- Excerpted data
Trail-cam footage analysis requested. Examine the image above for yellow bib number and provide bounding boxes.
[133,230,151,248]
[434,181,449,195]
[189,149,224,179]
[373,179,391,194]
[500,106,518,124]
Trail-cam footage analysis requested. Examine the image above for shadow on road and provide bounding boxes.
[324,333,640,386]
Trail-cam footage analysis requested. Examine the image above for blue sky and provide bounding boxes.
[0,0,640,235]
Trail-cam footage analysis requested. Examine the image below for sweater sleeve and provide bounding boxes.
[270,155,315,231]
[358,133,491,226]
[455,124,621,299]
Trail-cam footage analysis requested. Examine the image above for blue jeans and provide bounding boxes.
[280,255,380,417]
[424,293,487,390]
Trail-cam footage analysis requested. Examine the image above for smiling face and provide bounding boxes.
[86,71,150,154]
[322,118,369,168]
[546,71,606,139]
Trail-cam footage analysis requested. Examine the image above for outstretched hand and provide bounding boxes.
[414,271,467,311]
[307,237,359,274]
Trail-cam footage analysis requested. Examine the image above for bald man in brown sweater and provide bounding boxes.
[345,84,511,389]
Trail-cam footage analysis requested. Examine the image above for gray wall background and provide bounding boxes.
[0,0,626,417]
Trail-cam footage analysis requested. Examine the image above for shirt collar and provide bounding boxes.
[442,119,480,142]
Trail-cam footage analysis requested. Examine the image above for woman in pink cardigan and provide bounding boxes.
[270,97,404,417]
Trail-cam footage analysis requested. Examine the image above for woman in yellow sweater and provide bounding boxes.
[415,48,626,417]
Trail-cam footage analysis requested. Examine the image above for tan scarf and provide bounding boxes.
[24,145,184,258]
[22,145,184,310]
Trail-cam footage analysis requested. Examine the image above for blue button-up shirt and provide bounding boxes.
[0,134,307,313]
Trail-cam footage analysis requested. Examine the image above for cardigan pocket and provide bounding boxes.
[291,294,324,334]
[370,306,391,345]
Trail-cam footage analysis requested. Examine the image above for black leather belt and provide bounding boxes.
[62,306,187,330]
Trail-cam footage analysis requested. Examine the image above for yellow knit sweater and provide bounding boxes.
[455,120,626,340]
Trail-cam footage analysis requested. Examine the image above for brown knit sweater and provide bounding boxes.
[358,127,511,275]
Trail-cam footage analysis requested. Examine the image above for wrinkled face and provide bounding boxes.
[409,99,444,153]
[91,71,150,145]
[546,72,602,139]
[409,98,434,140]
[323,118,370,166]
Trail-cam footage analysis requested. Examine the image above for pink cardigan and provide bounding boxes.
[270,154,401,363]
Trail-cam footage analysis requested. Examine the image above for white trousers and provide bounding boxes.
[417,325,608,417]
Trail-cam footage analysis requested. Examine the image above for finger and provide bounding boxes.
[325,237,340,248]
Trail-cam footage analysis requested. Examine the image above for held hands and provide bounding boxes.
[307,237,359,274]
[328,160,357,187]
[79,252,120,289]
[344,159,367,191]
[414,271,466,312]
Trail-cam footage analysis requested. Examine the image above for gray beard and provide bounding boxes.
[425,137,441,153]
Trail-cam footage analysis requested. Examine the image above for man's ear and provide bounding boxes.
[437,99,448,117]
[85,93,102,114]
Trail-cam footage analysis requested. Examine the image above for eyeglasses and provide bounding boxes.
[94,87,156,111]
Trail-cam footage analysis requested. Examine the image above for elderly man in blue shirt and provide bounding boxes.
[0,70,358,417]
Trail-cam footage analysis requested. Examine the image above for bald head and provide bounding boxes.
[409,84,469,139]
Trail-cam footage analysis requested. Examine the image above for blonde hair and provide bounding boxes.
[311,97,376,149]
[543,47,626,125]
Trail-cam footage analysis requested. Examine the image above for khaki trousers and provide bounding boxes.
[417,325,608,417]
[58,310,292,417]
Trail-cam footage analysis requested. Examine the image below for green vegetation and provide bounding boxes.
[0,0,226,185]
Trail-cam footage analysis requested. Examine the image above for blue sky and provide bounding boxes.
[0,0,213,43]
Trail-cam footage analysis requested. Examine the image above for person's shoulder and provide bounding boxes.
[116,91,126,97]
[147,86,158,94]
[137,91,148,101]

- Task prompt
Reproduce the lines of the listing without any change, starting at the line containing "background and provide bounding boxes." and ending at the line containing "[442,119,480,142]", both included.

- Output for this task
Trail-cam footage analysis requested. Examine the image above for gray wall background and provide bounding boxes.
[0,0,626,417]
Trail-cam footage analysis requested. Examine the image above for shirt collar and provide bounding boxes.
[442,119,480,142]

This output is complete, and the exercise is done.